# TO DO
Retype every one of the following lines word for word, omitting the pictures.

-- start of SUPPLIED MATERIAL --

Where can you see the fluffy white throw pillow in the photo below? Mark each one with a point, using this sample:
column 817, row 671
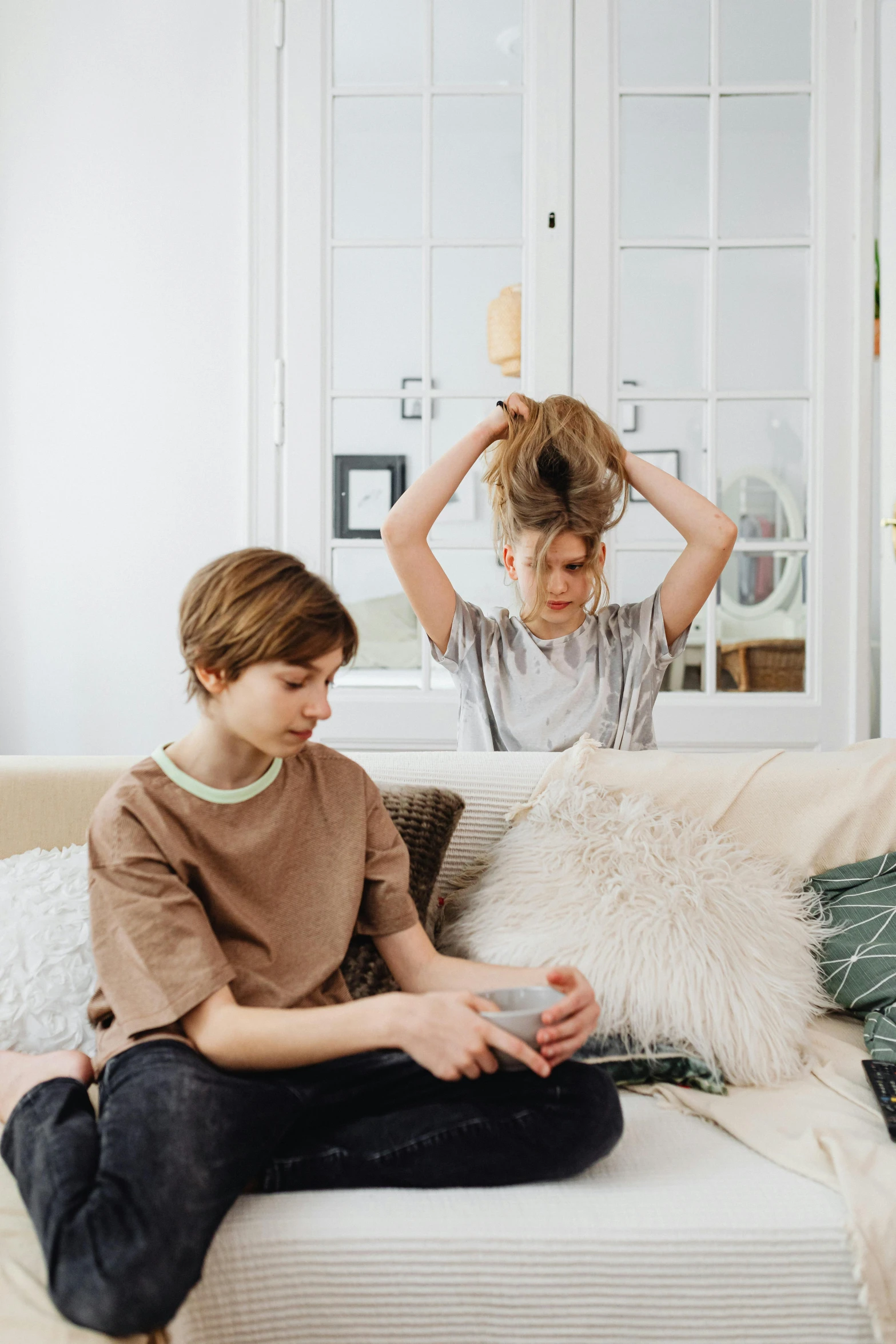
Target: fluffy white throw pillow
column 46, row 964
column 687, row 937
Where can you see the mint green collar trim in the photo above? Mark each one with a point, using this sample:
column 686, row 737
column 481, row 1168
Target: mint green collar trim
column 205, row 790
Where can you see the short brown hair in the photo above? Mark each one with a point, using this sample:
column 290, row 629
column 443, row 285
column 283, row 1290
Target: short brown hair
column 260, row 607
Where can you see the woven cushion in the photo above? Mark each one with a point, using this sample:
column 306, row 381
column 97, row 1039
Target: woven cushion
column 859, row 957
column 425, row 820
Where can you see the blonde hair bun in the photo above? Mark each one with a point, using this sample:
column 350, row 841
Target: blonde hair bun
column 560, row 470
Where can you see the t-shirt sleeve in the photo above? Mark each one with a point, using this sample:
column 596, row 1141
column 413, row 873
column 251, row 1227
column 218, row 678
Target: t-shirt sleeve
column 465, row 628
column 645, row 620
column 155, row 949
column 386, row 904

-- end of SUPPLIED MATERIAL --

# EXERCISE RESULT
Where can you see the fluffy white throw pillow in the photo below? Mark each one with a point, using this sample:
column 817, row 671
Target: fluffy white throw pillow
column 46, row 964
column 687, row 937
Where can you see the mint green collar trim in the photo above? Mark each one with a point, using this sample:
column 686, row 737
column 481, row 1168
Target: mint green collar trim
column 205, row 790
Where can you see the short brown hair in the photo above? Mark each one with a point, using this sample:
column 290, row 629
column 443, row 285
column 283, row 1290
Target: short brown hair
column 260, row 607
Where can you see the woven cushion in the photo above? Mark each one with a point, using this sample:
column 306, row 381
column 97, row 1039
Target: woven cushion
column 859, row 957
column 425, row 820
Where can you see the blonde hair bun in the photo above? Mark each one with a point, using this sample:
column 350, row 841
Target: blonde hair bun
column 560, row 470
Where can you see the t-shirt sleeve in the photo above? Mark each one with a point, using this sample:
column 596, row 1141
column 413, row 873
column 251, row 1227
column 218, row 678
Target: t-shirt sleeve
column 465, row 628
column 645, row 620
column 155, row 949
column 386, row 904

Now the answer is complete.